GIVEN DATA:
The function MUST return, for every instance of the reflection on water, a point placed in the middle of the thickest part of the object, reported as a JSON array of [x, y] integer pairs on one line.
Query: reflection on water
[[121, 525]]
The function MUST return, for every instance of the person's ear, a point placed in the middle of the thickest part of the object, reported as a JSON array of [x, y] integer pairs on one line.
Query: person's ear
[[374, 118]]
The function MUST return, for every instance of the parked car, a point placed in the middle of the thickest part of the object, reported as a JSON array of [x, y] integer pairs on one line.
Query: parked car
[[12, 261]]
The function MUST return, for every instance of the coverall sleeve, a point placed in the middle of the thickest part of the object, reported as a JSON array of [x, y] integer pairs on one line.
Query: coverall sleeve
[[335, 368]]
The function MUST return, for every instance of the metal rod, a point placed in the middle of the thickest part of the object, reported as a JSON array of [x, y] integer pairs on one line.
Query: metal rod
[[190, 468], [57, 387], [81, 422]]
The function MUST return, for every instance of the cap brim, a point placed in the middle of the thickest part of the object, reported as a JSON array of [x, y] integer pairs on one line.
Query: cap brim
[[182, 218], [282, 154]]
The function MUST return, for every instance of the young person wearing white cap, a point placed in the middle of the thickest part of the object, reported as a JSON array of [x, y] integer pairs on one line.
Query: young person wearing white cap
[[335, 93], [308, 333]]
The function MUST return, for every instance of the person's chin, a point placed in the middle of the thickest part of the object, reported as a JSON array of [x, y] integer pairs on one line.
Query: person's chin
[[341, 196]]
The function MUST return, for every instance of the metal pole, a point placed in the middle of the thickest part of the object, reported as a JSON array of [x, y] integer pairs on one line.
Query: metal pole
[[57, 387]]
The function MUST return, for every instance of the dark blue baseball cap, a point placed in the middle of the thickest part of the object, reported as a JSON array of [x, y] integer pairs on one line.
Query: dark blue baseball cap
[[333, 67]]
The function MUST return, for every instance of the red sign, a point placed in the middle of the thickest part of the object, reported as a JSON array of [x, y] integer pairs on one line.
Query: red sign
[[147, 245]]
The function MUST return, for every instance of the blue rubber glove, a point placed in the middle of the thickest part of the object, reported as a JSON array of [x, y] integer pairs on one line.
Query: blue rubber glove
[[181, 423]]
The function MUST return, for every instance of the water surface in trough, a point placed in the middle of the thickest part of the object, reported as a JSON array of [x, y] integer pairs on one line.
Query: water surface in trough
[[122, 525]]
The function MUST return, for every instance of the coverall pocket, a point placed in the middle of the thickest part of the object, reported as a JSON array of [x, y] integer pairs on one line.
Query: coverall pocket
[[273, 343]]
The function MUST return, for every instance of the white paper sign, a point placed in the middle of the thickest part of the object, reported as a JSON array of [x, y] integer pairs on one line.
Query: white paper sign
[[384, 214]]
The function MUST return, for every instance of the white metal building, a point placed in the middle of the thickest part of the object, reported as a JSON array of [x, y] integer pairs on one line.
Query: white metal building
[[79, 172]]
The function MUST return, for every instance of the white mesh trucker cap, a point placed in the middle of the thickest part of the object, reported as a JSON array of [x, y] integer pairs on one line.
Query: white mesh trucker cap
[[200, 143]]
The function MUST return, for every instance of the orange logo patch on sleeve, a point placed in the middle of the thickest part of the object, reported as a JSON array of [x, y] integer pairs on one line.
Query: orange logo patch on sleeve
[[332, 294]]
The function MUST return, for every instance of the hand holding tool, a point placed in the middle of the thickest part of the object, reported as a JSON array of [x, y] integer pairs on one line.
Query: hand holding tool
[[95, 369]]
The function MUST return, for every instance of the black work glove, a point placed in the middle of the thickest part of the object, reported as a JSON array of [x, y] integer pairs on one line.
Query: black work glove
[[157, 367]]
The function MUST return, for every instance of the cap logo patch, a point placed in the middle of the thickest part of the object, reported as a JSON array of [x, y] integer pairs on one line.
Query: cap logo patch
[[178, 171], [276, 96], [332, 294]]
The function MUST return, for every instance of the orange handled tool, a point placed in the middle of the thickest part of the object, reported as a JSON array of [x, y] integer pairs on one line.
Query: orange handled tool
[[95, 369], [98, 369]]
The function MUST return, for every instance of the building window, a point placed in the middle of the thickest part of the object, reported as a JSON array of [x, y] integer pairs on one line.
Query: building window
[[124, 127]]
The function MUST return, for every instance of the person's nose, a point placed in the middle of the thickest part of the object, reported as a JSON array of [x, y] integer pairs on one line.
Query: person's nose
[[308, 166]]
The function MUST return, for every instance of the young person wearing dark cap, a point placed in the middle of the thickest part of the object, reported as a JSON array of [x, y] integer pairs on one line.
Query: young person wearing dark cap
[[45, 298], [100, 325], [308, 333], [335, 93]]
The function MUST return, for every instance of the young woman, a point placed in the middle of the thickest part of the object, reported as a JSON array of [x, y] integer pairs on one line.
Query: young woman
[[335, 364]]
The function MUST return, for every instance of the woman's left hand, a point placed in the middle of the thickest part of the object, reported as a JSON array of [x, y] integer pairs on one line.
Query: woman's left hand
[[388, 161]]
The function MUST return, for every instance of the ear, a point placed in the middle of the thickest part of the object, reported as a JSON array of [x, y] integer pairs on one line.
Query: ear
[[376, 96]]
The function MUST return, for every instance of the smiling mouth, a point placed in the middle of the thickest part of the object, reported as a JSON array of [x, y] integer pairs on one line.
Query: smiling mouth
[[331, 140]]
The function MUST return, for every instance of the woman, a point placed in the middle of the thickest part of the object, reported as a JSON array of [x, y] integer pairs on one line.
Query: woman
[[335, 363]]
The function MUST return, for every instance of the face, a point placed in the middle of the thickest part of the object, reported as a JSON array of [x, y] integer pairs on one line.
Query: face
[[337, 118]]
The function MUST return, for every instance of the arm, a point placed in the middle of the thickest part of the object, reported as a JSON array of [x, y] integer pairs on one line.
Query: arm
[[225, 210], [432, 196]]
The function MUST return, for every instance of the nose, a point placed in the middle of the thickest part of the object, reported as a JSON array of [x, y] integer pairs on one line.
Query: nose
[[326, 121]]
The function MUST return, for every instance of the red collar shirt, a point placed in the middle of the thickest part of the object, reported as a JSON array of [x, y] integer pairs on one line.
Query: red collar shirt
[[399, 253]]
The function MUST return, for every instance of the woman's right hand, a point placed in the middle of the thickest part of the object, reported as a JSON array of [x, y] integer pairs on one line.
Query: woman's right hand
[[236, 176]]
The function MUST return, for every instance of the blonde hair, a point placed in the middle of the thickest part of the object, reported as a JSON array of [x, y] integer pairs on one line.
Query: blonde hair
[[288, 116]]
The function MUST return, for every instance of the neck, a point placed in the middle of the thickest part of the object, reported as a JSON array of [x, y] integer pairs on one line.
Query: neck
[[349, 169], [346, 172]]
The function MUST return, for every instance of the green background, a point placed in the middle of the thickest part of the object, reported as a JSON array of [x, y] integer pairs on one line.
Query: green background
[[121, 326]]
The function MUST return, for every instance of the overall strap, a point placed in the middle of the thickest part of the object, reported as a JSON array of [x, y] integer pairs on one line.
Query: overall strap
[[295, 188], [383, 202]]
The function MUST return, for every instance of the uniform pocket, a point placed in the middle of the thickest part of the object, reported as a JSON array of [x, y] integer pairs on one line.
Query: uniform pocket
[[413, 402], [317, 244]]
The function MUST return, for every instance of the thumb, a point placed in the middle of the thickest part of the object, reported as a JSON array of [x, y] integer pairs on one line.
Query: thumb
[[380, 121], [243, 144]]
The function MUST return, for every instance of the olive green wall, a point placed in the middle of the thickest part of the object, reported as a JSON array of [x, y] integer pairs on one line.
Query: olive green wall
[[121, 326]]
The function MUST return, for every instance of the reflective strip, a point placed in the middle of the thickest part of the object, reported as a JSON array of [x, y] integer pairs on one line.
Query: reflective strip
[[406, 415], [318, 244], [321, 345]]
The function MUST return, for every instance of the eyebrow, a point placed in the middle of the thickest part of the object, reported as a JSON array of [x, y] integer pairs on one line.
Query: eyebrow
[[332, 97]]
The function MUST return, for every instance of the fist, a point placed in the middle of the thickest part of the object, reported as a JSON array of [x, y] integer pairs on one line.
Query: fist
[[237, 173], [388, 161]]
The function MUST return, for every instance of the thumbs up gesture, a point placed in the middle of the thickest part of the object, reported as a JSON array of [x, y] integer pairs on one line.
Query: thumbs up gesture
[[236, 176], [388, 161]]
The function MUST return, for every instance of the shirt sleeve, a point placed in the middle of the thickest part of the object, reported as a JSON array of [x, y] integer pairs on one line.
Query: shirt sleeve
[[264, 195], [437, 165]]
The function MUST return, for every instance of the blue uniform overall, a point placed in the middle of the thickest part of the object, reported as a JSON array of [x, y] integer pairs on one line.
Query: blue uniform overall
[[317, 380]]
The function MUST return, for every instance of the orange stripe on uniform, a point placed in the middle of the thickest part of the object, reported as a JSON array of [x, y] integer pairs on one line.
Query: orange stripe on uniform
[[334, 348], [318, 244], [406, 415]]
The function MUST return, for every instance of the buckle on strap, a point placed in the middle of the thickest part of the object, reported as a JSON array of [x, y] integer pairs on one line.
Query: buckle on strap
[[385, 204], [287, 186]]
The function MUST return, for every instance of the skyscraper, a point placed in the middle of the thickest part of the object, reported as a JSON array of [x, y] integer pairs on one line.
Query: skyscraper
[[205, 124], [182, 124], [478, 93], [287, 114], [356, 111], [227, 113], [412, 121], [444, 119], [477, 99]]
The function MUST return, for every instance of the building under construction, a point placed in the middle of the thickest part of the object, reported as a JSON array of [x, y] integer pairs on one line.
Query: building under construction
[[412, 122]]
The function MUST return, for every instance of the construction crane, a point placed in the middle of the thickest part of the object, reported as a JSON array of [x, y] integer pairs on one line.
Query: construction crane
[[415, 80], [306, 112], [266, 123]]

BRIEF: Could you recast everything from the line containing "the skyscraper, a" down to the line containing "119], [477, 99]]", both included, as a Markdown table with a No. column numbering each line and a Line column holding it, leaving out any blank lines?

TASK RESPONSE:
| No. | Line |
|---|---|
| 1 | The function MUST return, for every instance of the skyscraper, a point placed in the middle of the thickest part of the object, reported as a JSON array of [x, y] integer pairs on one line. |
| 2 | Query: skyscraper |
| 3 | [[205, 124], [182, 124], [478, 93], [287, 114], [356, 111], [227, 113], [412, 121], [444, 119], [477, 99]] |